## Passage to read

So all in all, who am I to criticize if the out of towners want to wait half an hour for Sbarros? It’s their experience. And heartburn.

Later, I am riding on the Staten Island Ferry. It was one of the new “gondola-class” ferries and I am on the Hurricane deck, middle-back. I take a copy of Gourmet out of my bag. A couple of fine and upstanding Staten Island residents sit down with their urchin three or four seats down the bench obviously fresh from a trip to see the larger-than-life stick in midtown. The husband glances over at me and what I’m reading and makes a face. Since it’s not the Post or Daily News and instead is some frou-frou food magazine he’s undoubtedly thinking “that guy’s some kind of fag.” Then I pull a Molson oil can out of my bag, my beverage of choice for ferry crossings after particularly annoying days. The can is 25 ounces and the ride is 25 minutes so the symmetry appeals to me, not to mention the alcohol content.

Suddenly Mr. and Mrs. Townhouse scoop up Little Townhouse and move on to a section of the boat untainted by the presence of grown-ups taking the medicine they require to deal with the realities of the 21st century. I look up from my reading and resist the urge to run after them waving my beer at the kid. “Hey kid!” I want to say. “I am the ghost of Christmas Future. Stay in this town and grind your way through decades of commuting to reasonably paying but ultimately unsatisfying office jobs and this will be you. THIS WILL BE YOU!!! Boo!!!”

I have not had anything else to drink at this point, so I resist the urge. Besides, any sudden movements on the ferry in the post-9/11 era would probably get me shot or at least maced and arrested.

Oddly enough, the tourist count on that particular ferry run was lower than normal I noticed as I looked around. They must have still been waiting on line for Sbarros.

## Required action
Copy the stretch of the ferry passage from "I have not had" through "maced and arrested.", swapping "maced" for "tased". The entries that come next have nothing to do with the ferry passage.

## Information shown
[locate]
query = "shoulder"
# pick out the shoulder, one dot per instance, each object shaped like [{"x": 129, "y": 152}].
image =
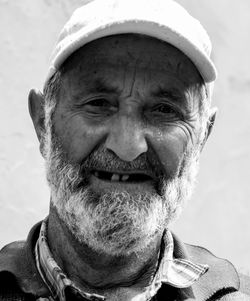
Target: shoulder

## Written solution
I have not had anything else to drink at this point, so I resist the urge. Besides, any sudden movements on the ferry in the post-9/11 era would probably get me shot or at least tased and arrested.